Work to complete:
a – In the passage on Mr. Porter, how much a month did he pay to rent the Palazzo Rezzonico in Venice?
b – Continue the passage on Mr. Porter's life and songs from its last sentence.

Passage provided:
++++

The glossy opulence of the scores Mr. Porter wrote for Broadway and Hollywood was a valid reflection of his own manner of living. Between World Wars he and his wife, the former Linda Lee of Louisville, Ky., were active in a gay international set that gathered at Paris, the Riviera and Venice.
Their home on the Left Bank in Paris had platinum wallpaper and chairs upholstered in zebra skin. Mr. Porter once hired the entire Monte Carlo Ballet to entertain his house guests. For a party in Venice, where he rented the Palazzo Rezzonico for $4,000 a month, he hired 50 gondoliers to act as footmen and had a troupe of high-rope walkers perform in a blaze of lights.
Most of Mr. Porter's songs were written far from Broadway. His score for "Anything Goes," which included "I Get a Kick Out of You," "You're the Top," "All Through the Night" and the title song, was composed while he was cruising down the Rhine. He wrote the songs for "Jubilee" ("Begin the Beguine," "Just One of Those Things" and "Why Shouldn't I?" among others) during a round-the- world cruise with the show's librettist, Moss Hart.

++++

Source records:
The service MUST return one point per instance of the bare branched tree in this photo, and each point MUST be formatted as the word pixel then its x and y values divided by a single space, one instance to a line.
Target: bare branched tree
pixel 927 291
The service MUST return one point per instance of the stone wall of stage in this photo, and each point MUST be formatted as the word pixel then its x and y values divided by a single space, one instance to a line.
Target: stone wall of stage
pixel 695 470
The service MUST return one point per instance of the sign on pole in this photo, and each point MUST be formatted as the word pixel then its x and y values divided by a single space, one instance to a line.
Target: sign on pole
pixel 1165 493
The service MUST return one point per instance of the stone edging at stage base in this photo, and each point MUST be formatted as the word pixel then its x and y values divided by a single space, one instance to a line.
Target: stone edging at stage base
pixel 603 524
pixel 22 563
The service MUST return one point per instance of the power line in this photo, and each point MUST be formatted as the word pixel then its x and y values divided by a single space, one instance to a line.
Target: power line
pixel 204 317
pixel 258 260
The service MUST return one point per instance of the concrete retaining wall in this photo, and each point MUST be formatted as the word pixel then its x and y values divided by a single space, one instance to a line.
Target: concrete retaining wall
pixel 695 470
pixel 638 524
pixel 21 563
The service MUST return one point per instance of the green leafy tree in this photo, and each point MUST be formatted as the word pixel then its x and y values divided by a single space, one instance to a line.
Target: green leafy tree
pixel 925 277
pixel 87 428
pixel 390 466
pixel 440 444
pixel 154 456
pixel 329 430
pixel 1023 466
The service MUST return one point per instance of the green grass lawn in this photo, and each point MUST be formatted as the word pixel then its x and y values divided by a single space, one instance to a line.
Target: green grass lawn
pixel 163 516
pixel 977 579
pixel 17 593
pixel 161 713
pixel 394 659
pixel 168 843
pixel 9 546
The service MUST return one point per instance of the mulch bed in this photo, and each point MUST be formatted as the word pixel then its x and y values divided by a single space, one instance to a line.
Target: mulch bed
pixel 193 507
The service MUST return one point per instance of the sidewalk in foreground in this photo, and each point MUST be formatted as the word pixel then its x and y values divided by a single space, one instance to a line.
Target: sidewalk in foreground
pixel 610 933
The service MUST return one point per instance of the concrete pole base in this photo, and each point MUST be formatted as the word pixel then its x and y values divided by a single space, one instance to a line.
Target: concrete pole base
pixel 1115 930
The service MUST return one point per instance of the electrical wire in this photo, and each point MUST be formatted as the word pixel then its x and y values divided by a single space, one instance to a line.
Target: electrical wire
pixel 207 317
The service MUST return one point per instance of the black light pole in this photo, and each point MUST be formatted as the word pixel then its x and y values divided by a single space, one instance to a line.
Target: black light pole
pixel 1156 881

++++

Expected outputs:
a – $4,000

b –
But Mr. Porter was no dilettante composer. Not even the rigors of his busy social rounds interfered with his creativity.
"I've done lots of work at dinner, sitting between two bores," he once said. "I can feign listening beautifully. I can work anywhere."
Praised by Rodgers
He was a careful craftsman whose work won the admiration of his peers. Richard Rodgers has said, "Few people realize how architecturally excellent his music is. There's a foundation, a structure and an embellishment. Then you add the emotion he's put in and the result is Cole Porter."
Mr. Porter himself could not characterize his songs.
"I don't know how my music gets that way," he said when he was asked to make the effort. "I simply can't analyze it. I can analyze the music of others. The word for Dick Rodgers's melodies, I think, is holy. For Jerome Kern, sentimental. For Irving Berlin, simplicity. For my own, I don't know."
Mr. Porter was a trim, slight, dark man, groomed in subdued, elegant taste. He usually sported a boutonniere in the lapel of his well-tailored suits. His speech was quiet, reserved, almost clipped.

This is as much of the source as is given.